Dataset records:
::::
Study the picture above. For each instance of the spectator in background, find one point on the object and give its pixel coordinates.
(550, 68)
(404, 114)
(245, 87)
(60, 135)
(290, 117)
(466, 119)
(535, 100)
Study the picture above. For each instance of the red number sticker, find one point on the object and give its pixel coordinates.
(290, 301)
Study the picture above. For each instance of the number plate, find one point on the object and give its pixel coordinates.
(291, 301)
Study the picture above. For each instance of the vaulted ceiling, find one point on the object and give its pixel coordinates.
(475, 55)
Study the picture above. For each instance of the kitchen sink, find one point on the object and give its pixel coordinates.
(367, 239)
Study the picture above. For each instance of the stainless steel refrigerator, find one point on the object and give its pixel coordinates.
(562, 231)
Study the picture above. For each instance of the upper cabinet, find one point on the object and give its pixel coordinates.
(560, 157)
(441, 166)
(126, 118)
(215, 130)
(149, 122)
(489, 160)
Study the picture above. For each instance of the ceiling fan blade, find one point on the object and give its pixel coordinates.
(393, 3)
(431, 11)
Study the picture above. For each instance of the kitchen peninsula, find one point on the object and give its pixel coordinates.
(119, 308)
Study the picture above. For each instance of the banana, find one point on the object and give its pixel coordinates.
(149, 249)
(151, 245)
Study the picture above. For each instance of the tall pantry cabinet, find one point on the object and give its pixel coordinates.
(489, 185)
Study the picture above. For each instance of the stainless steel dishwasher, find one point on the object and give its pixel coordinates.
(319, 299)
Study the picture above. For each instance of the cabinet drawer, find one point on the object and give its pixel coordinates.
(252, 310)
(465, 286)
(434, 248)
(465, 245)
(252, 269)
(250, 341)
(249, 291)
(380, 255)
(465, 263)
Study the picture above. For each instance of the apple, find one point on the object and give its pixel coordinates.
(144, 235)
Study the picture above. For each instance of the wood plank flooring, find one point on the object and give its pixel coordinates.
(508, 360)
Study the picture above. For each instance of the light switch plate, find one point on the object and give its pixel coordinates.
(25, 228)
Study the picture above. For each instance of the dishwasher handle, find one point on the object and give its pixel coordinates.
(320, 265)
::::
What you should do:
Write out the lines again unchanged, starting at the line that contains "Study the picture above. For each instance of the cabinet" and stopping after the last line above.

Task output:
Study the picture above. For each instance of the cabinet drawer, find one point on the object and give its pixel coordinates.
(252, 310)
(465, 286)
(434, 248)
(465, 245)
(252, 269)
(250, 341)
(249, 291)
(380, 255)
(465, 263)
Study the picture above. For each instance of the apple, find one point on the object and give its pixel coordinates.
(144, 235)
Study the picture above. For each instance of the wood plank flooring, find one point on the object and give its pixel coordinates.
(508, 360)
Study the picture above. For each instance of the light switch plate, find one point on the object and give its pixel coordinates.
(25, 228)
Study the picture above. For each instance of the dishwasher handle, find one point on the object and give its pixel coordinates.
(320, 265)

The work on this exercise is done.